Challenge
Would you return all of this data exactly, leaving nothing out?

::::::

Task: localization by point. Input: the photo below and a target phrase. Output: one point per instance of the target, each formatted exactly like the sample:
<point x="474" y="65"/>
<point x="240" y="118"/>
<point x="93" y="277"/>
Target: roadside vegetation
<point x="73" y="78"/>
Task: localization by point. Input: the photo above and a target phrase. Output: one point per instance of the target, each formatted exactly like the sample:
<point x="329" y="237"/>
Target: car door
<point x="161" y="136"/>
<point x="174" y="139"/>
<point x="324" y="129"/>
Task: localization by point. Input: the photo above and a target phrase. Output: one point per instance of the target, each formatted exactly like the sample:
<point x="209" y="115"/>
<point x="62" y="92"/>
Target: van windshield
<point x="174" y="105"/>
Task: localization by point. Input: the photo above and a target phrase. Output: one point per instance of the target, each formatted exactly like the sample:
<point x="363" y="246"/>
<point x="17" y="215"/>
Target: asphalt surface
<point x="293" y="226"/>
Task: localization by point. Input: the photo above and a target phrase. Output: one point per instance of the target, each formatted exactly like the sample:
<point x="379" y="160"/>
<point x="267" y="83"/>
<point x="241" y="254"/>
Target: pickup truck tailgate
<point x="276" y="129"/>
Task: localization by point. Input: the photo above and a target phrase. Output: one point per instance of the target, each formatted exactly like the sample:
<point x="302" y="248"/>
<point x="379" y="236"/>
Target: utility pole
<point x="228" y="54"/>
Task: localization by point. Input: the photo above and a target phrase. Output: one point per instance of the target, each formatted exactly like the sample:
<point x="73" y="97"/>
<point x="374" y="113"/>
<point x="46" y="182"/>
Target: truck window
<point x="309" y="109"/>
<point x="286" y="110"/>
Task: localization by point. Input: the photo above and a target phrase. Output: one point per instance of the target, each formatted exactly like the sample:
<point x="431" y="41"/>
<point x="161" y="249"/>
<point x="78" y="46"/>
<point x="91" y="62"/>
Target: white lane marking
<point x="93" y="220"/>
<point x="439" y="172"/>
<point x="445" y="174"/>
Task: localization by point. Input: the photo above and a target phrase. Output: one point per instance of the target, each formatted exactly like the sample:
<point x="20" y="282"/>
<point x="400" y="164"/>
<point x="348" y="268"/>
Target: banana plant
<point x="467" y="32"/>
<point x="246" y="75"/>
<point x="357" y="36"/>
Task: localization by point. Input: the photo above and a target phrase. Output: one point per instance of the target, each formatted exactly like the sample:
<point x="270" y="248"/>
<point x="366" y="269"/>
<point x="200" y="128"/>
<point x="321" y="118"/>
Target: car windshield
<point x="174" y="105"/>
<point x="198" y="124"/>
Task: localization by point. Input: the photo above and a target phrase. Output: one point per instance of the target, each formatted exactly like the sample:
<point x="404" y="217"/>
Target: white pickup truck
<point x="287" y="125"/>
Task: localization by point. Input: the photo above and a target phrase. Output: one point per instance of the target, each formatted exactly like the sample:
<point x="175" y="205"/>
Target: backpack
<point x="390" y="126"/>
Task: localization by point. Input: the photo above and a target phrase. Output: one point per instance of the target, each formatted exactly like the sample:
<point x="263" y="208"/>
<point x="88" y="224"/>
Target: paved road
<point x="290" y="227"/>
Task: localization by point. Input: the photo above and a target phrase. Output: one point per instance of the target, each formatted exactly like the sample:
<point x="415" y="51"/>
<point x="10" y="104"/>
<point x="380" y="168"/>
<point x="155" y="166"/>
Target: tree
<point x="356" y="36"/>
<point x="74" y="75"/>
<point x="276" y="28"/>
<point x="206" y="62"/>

::::::

Exercise response
Task: localization by point. Input: the photo below and a target phrase. Output: one point per instance of the target, each formatted exactly like the sample:
<point x="474" y="65"/>
<point x="240" y="118"/>
<point x="93" y="277"/>
Target: roadside vegetation
<point x="73" y="78"/>
Task: localization by point. Input: the photo above and a target phrase. Output: one point per instance of the target, each formatted exactly like the sample:
<point x="329" y="237"/>
Target: car door
<point x="161" y="136"/>
<point x="174" y="139"/>
<point x="324" y="129"/>
Task: localization by point. Input: the photo above and a target phrase. Output: one point per instance of the target, each formatted exactly like the sample:
<point x="209" y="115"/>
<point x="62" y="92"/>
Target: van windshield
<point x="174" y="105"/>
Task: localization by point. Input: the photo above and a target phrase. Output: one point per instance of the target, each formatted exactly like the sample:
<point x="363" y="246"/>
<point x="17" y="215"/>
Target: asphalt surface
<point x="293" y="226"/>
Task: localization by point. Input: the photo above and a target phrase. Output: one point per instance of the target, each formatted exactly like the sample:
<point x="379" y="160"/>
<point x="267" y="83"/>
<point x="241" y="254"/>
Target: pickup truck tailgate
<point x="276" y="129"/>
Task: localization by point. Input: the photo above and a target phrase. Output: one point per instance of the target, each formatted exactly like the sample:
<point x="302" y="248"/>
<point x="379" y="236"/>
Target: utility pole
<point x="228" y="54"/>
Task: localization by point. Input: the photo above and a target phrase. Output: one point per instance of the target, each formatted exactly like the sample:
<point x="73" y="97"/>
<point x="374" y="113"/>
<point x="46" y="182"/>
Target: truck window
<point x="309" y="109"/>
<point x="286" y="110"/>
Task: localization by point. Input: the photo above and a target phrase. Output: one point per instance of the target, each formatted exactly like the sample:
<point x="431" y="41"/>
<point x="161" y="249"/>
<point x="78" y="46"/>
<point x="91" y="62"/>
Target: white lane marking
<point x="93" y="220"/>
<point x="439" y="172"/>
<point x="445" y="174"/>
Task: localization by point. Input: the photo above and a target phrase. Output: one point per instance of the target, each formatted exactly like the sample:
<point x="20" y="282"/>
<point x="400" y="164"/>
<point x="348" y="268"/>
Target: banana plant
<point x="467" y="32"/>
<point x="246" y="75"/>
<point x="357" y="36"/>
Task: localization by point. Input: the photo above and a target phrase. Output: one point per instance of the target, each formatted exactly like the sample:
<point x="270" y="248"/>
<point x="366" y="269"/>
<point x="200" y="128"/>
<point x="321" y="118"/>
Target: car windshield
<point x="174" y="105"/>
<point x="198" y="124"/>
Task: localization by point. Input: the photo above and a target phrase. Output: one point per instance of the target, each formatted exactly like the sample:
<point x="404" y="217"/>
Target: white pickup truck
<point x="287" y="125"/>
Task: localization by point. Input: the photo above and a target phrase. Output: one point per instance of the target, each formatted exactly like the sample:
<point x="175" y="205"/>
Target: backpack
<point x="390" y="126"/>
Task: localization by point. Input: the photo above and a target phrase. Output: one point per instance of the target, each formatted exactly like the sample:
<point x="263" y="208"/>
<point x="88" y="224"/>
Target: paved road
<point x="290" y="227"/>
Task: localization by point. Input: the photo above and a target phrase. Output: one point per instance of the target, each formatted exactly like the sample:
<point x="415" y="51"/>
<point x="10" y="104"/>
<point x="380" y="168"/>
<point x="155" y="166"/>
Target: tree
<point x="356" y="36"/>
<point x="74" y="75"/>
<point x="276" y="28"/>
<point x="206" y="62"/>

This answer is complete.